* WRITTEN INSTRUCTION
Turn the lines from the one containing "In this exercise you will find the long" up to and including the one containing "[(394, 996), (467, 1018)]" into a numbered list, with blank lines omitted. Leave the pictures out of your answer.

* RECORDS TO USE
....

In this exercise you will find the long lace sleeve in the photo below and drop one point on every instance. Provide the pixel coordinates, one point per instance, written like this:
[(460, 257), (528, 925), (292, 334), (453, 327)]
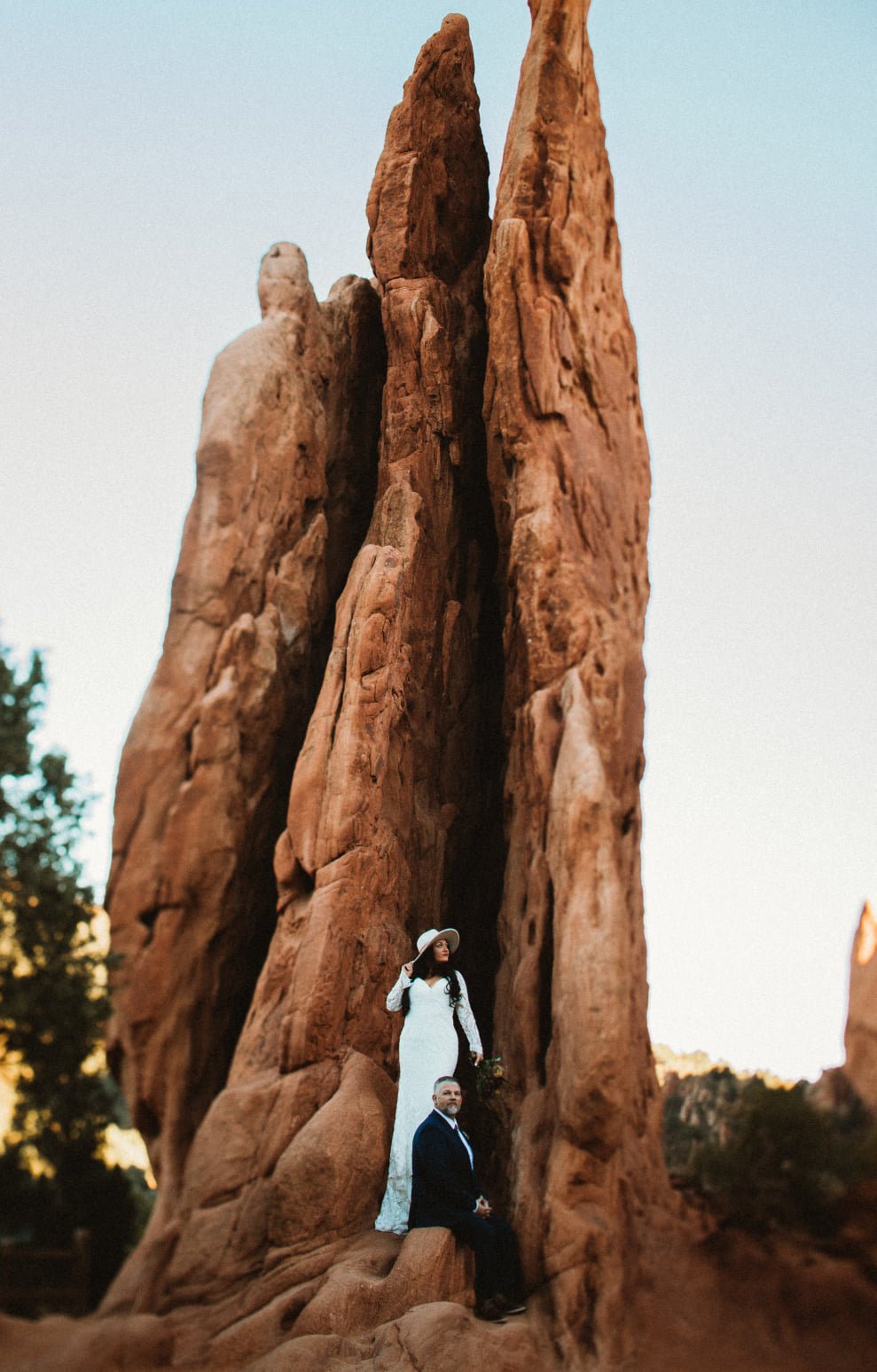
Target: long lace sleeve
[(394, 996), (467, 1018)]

....

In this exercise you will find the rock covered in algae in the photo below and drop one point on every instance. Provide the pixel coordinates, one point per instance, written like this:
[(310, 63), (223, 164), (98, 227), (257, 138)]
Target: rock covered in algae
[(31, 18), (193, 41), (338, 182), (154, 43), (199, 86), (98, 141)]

....

* EXERCISE SOLUTION
1. In this exercise you will find the long lace sleeve in the photo below and drop one point on every instance. Provide the pixel coordinates, one point per instance, written like this:
2. [(460, 257), (528, 925), (292, 334), (453, 327)]
3. Target: long lace sleeve
4. [(394, 996), (467, 1018)]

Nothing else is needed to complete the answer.